---------- Records provided

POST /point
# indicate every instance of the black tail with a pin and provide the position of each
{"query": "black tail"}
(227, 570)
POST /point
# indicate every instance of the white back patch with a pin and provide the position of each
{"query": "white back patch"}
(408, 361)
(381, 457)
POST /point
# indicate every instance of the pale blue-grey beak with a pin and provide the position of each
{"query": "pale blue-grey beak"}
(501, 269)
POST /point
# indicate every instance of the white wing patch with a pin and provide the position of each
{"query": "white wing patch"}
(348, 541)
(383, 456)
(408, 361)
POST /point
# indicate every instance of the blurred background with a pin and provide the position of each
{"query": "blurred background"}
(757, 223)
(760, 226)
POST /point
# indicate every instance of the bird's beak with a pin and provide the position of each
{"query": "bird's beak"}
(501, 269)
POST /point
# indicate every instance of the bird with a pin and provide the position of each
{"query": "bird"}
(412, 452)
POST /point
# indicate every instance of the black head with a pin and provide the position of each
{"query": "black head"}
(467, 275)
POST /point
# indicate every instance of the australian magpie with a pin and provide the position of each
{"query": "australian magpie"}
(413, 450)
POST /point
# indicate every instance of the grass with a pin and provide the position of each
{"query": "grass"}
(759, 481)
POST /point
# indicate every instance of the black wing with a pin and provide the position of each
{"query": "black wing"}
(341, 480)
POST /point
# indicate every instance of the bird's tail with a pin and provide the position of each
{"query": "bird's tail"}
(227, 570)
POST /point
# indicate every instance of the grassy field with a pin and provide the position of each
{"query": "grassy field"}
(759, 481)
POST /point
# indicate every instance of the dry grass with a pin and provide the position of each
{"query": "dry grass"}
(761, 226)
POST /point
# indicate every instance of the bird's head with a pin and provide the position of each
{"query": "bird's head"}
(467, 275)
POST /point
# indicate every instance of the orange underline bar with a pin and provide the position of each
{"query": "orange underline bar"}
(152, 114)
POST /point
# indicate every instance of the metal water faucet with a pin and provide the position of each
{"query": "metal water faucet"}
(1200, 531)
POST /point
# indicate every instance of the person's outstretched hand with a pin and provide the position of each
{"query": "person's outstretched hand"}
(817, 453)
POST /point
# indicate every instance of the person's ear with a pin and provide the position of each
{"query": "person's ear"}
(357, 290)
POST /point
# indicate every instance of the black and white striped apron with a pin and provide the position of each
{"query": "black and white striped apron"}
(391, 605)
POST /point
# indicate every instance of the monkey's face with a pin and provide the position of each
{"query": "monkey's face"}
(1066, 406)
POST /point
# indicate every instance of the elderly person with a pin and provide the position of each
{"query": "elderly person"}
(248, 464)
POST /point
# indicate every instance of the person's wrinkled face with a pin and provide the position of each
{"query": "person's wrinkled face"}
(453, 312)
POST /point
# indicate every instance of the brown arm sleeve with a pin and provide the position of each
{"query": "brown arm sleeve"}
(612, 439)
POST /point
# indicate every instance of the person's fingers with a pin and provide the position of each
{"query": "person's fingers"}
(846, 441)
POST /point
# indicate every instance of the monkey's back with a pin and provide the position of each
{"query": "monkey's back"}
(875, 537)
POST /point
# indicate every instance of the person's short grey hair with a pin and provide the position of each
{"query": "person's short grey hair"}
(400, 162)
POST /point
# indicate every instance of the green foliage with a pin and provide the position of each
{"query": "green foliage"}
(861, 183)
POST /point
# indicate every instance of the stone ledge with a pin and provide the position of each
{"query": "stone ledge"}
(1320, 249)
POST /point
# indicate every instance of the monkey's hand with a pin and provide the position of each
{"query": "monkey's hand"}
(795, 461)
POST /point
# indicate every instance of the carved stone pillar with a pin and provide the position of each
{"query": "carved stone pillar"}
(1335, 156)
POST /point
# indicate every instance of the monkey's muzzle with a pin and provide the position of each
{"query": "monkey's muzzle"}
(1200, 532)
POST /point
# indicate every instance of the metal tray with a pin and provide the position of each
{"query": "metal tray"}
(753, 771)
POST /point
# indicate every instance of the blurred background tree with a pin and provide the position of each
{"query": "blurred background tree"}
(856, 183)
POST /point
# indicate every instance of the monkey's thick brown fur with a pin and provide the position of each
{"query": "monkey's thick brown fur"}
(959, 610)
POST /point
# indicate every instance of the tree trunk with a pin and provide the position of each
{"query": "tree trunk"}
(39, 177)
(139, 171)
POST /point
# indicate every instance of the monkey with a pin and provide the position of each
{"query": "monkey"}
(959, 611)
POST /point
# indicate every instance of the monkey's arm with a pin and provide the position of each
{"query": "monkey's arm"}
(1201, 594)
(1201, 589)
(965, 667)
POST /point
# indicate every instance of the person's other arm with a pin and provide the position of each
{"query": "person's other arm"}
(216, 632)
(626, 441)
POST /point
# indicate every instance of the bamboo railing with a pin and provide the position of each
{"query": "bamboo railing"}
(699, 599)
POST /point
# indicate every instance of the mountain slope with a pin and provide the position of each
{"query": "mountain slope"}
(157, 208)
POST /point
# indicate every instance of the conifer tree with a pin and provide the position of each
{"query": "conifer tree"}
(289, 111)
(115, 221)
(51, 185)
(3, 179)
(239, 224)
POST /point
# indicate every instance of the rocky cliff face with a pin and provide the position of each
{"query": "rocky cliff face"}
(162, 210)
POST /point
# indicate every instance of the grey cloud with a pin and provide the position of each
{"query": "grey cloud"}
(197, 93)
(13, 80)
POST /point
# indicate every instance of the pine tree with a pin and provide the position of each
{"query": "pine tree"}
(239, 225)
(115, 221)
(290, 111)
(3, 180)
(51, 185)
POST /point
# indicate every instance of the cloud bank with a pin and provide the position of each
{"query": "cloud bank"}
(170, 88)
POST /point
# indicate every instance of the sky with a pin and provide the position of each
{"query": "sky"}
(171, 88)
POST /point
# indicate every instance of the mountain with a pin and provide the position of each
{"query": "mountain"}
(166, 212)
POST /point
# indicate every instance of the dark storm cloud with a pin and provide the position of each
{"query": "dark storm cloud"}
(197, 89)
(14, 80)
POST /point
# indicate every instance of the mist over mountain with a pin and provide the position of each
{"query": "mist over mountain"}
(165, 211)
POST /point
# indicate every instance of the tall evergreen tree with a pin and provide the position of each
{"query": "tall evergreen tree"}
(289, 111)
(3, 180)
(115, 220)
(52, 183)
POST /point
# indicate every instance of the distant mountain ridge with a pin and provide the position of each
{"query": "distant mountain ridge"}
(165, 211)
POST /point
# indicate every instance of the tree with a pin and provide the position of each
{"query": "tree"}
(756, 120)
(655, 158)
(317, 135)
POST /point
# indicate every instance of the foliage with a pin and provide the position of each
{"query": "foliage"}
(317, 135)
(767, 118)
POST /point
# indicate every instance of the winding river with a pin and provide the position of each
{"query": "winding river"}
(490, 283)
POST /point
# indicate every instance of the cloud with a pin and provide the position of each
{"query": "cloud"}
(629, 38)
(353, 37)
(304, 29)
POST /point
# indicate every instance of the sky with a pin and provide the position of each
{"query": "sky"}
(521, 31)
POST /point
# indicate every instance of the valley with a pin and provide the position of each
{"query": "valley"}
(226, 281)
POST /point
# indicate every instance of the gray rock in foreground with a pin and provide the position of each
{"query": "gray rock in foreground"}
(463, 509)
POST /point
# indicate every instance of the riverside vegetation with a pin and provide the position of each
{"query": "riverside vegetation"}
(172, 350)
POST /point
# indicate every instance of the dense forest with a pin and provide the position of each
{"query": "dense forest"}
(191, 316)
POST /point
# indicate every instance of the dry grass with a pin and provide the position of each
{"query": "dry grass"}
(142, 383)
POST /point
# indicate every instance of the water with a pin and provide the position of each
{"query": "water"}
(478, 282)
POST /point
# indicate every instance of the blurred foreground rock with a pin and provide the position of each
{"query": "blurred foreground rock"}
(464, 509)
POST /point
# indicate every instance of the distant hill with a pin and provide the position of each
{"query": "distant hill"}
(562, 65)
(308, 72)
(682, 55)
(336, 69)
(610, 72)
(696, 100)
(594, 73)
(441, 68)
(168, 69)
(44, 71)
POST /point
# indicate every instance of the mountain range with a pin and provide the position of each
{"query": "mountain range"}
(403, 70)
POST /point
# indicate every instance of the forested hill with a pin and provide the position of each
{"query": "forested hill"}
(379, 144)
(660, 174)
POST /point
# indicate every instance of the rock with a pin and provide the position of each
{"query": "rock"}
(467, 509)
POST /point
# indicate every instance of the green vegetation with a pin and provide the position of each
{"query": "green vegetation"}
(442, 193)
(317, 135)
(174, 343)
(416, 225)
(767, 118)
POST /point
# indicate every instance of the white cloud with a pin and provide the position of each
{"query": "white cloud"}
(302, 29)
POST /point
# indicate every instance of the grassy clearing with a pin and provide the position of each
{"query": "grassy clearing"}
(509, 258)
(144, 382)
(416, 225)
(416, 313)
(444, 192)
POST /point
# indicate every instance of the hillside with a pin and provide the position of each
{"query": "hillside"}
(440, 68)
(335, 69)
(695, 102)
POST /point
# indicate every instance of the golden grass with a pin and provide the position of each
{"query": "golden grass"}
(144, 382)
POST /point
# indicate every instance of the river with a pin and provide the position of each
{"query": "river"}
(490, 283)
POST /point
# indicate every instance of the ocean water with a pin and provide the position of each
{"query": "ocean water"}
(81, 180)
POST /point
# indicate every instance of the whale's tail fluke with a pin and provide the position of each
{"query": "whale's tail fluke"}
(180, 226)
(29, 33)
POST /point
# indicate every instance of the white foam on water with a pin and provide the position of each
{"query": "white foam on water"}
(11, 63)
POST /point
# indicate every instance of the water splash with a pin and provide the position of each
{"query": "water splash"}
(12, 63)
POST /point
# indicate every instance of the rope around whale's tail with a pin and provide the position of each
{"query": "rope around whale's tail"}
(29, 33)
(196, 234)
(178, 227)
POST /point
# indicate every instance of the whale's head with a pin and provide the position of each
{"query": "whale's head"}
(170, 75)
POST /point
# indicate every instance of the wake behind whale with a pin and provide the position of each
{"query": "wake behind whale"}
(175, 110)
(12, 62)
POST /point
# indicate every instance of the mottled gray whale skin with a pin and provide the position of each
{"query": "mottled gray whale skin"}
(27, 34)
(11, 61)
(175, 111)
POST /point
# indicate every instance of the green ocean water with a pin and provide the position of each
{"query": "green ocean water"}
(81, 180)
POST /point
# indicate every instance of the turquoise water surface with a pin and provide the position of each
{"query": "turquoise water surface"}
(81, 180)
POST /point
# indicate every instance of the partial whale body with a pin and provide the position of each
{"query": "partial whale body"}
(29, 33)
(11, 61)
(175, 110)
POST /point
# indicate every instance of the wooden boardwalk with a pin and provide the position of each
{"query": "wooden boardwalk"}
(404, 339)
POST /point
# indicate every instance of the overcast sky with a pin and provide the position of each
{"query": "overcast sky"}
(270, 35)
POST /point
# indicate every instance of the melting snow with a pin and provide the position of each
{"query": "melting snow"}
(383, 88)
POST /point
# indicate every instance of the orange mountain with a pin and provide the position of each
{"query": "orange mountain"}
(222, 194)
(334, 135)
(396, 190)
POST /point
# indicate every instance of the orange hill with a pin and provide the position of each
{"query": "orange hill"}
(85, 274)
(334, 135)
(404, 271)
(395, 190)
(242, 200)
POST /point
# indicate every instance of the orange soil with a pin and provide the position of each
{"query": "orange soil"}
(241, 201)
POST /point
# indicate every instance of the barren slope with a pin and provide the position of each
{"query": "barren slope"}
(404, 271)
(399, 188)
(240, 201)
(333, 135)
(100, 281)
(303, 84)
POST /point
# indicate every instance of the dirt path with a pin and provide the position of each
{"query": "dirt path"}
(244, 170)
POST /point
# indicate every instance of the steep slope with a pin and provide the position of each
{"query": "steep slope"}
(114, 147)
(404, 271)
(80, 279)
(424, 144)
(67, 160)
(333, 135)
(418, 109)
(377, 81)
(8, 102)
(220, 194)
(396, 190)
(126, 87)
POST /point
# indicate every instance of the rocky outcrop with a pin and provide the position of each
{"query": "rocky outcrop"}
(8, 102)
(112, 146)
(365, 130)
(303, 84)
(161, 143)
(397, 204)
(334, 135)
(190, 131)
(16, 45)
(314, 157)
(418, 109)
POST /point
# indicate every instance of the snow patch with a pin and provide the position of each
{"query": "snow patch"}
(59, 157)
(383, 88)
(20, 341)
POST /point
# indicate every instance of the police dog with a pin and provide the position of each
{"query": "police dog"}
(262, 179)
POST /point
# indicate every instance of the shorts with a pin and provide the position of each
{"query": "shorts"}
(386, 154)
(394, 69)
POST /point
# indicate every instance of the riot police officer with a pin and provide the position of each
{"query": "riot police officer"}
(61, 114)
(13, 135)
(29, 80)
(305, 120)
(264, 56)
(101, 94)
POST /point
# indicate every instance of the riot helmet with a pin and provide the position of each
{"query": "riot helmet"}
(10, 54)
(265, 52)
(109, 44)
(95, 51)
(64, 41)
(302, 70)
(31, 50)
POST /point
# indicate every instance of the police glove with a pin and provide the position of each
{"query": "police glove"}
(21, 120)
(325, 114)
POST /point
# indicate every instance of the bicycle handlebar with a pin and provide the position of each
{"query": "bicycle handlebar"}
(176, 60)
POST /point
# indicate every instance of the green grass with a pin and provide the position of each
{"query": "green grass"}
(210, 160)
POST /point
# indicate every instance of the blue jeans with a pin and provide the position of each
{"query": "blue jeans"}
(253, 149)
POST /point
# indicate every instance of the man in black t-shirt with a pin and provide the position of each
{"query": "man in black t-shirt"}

--------------------

--- Work item ---
Would you output, unchanged, each line from the start of the records to the line that holds "# indicate every instance of the pale", both included and nothing else?

--- Answer space ---
POST /point
# indicate every instance of the black tail with a pin and provide the position of each
{"query": "black tail"}
(227, 570)
POST /point
# indicate every instance of the white back patch with a pin and provide the position of each
{"query": "white back patch"}
(408, 361)
(381, 457)
POST /point
# indicate every instance of the pale blue-grey beak with a pin and provide the position of each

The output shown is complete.